• [RECORDS FOR THIS EXERCISE]
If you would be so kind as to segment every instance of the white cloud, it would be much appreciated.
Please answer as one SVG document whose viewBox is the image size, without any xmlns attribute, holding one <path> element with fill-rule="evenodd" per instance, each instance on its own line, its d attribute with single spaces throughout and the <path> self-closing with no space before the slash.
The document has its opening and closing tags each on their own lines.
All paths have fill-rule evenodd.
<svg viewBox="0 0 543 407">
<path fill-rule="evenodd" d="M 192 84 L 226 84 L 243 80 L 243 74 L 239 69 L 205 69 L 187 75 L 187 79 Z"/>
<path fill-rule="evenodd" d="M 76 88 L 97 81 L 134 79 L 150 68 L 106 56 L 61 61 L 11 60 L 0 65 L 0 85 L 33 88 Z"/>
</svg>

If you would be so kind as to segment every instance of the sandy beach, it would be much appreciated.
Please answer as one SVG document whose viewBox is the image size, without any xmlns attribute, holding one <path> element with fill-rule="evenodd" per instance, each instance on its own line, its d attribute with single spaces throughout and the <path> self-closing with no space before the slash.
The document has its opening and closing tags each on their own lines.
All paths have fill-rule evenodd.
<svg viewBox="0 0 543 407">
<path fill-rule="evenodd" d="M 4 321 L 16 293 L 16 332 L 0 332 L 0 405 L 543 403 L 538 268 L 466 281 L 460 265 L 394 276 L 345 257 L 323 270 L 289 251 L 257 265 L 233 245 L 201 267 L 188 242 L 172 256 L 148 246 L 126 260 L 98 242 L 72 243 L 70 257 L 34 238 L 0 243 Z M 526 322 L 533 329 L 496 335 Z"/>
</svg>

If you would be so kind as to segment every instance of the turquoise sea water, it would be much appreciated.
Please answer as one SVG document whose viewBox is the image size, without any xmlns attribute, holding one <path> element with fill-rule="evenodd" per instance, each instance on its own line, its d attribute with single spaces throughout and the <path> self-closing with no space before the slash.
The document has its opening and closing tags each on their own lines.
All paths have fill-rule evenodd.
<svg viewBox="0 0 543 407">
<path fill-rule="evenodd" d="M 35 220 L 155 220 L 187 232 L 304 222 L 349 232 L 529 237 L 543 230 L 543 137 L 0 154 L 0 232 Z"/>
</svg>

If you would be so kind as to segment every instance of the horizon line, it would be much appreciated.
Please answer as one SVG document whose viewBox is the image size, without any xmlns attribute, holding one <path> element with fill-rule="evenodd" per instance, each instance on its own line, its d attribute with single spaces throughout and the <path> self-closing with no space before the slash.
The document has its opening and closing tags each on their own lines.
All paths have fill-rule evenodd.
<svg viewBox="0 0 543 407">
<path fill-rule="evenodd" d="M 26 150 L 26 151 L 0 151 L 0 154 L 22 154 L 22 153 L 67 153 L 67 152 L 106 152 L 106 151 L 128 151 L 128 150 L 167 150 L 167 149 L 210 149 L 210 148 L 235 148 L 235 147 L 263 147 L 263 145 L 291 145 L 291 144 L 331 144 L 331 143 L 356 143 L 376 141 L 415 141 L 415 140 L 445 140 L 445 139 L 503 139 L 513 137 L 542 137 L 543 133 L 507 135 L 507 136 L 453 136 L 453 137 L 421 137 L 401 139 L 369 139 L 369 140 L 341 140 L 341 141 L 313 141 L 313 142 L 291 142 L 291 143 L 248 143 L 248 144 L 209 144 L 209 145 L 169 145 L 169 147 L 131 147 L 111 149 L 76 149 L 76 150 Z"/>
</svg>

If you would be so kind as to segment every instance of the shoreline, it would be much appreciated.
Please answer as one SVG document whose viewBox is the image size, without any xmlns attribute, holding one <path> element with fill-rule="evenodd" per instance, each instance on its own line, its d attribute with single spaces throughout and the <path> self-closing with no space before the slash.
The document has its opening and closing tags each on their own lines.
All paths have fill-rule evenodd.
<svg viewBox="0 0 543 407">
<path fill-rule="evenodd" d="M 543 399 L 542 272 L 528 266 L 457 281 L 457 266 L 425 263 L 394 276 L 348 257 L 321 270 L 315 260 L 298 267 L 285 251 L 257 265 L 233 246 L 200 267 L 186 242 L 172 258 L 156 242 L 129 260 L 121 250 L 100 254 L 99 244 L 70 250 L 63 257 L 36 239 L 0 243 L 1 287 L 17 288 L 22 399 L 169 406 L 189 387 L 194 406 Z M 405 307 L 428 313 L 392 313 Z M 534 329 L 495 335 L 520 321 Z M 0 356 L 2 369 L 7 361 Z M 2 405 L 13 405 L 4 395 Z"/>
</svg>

• [PROBLEM REQUIREMENTS] Reproduce every one of the lines above word for word.

• [REPLY TO THE TASK]
If you would be so kind as to segment every instance of the white cloud, it would be much appreciated.
Please answer as one SVG document whose viewBox is the image size, without any xmlns attribute, holding one <path> element with fill-rule="evenodd" per instance, each instance on its own line, its d attribute with single spaces throughout and the <path> self-closing with no space before the slash.
The document has its opening and closing tags each on their own lines.
All paths have fill-rule evenodd.
<svg viewBox="0 0 543 407">
<path fill-rule="evenodd" d="M 192 84 L 226 84 L 243 80 L 243 74 L 239 69 L 205 69 L 187 75 L 187 79 Z"/>
<path fill-rule="evenodd" d="M 76 88 L 97 81 L 134 79 L 150 68 L 106 56 L 61 61 L 11 60 L 0 65 L 0 85 L 33 88 Z"/>
</svg>

If you would be so kind as to segment every instance of the sandy beach, it would be much appreciated.
Please answer as one SVG document whose viewBox is the image size, without any xmlns attribute, holding one <path> element with fill-rule="evenodd" per instance, each instance on its own line, its d attribute with single spaces throughout and the <path> self-closing with no space before the slash.
The document has its opening and closing tags each on their own lines.
All paths have fill-rule evenodd.
<svg viewBox="0 0 543 407">
<path fill-rule="evenodd" d="M 4 321 L 16 293 L 16 332 L 0 332 L 0 405 L 543 403 L 538 268 L 466 281 L 460 265 L 394 276 L 345 257 L 323 270 L 289 251 L 257 265 L 233 245 L 201 267 L 188 242 L 172 256 L 148 246 L 126 260 L 98 242 L 72 243 L 70 257 L 34 238 L 0 243 Z M 526 322 L 533 329 L 496 335 Z"/>
</svg>

If you would be so kind as to segment every instance of the turquoise sea water, it would be much appreciated.
Please answer as one SVG document whose viewBox is the image size, without any xmlns attribute, holding one <path> element with fill-rule="evenodd" per instance, each instance on its own line, its d attribute with single spaces throughout and the <path> self-closing with no space before the slash.
The document has its opening and closing tags each on their own lines.
All paths have fill-rule evenodd.
<svg viewBox="0 0 543 407">
<path fill-rule="evenodd" d="M 35 220 L 155 220 L 187 232 L 304 222 L 349 232 L 529 237 L 543 230 L 543 137 L 0 154 L 0 232 Z"/>
</svg>

If you would be so kind as to segment every instance of the horizon line, it would be much appreciated.
Please answer as one SVG document whose viewBox is the image size, without any xmlns attribute, holding one <path> element with fill-rule="evenodd" per instance, each instance on its own line, its d attribute with single spaces throughout and the <path> self-closing with no space before the slash.
The document has its opening and closing tags each on their own lines.
All paths have fill-rule evenodd.
<svg viewBox="0 0 543 407">
<path fill-rule="evenodd" d="M 26 150 L 26 151 L 0 151 L 0 154 L 22 154 L 22 153 L 67 153 L 67 152 L 106 152 L 106 151 L 128 151 L 128 150 L 167 150 L 167 149 L 210 149 L 210 148 L 235 148 L 235 147 L 263 147 L 263 145 L 291 145 L 291 144 L 331 144 L 331 143 L 356 143 L 376 141 L 415 141 L 415 140 L 445 140 L 445 139 L 503 139 L 513 137 L 542 137 L 543 133 L 507 135 L 507 136 L 453 136 L 453 137 L 421 137 L 401 139 L 369 139 L 369 140 L 341 140 L 341 141 L 313 141 L 313 142 L 291 142 L 291 143 L 248 143 L 248 144 L 209 144 L 209 145 L 169 145 L 169 147 L 131 147 L 111 149 L 76 149 L 76 150 Z"/>
</svg>

If you would be so kind as to segment every instance of the shoreline, it would be much appreciated.
Please answer as one SVG document whose viewBox is the image size, without any xmlns attribute, holding one <path> element with fill-rule="evenodd" per instance, each instance on its own line, its d attribute with single spaces throughout and the <path> self-closing with no space before the slash.
The document has its opening and closing tags each on their own lines.
All paths have fill-rule evenodd.
<svg viewBox="0 0 543 407">
<path fill-rule="evenodd" d="M 543 399 L 542 272 L 528 266 L 457 281 L 457 266 L 425 263 L 394 276 L 348 257 L 321 270 L 315 260 L 298 267 L 285 251 L 257 265 L 233 246 L 200 267 L 186 242 L 172 258 L 156 242 L 129 260 L 121 250 L 100 254 L 99 244 L 70 250 L 63 257 L 36 239 L 0 243 L 1 287 L 17 288 L 22 399 L 169 406 L 189 387 L 194 406 Z M 405 307 L 428 313 L 392 313 Z M 534 329 L 495 335 L 520 321 Z M 0 356 L 2 369 L 7 361 Z M 2 405 L 13 405 L 4 395 Z"/>
</svg>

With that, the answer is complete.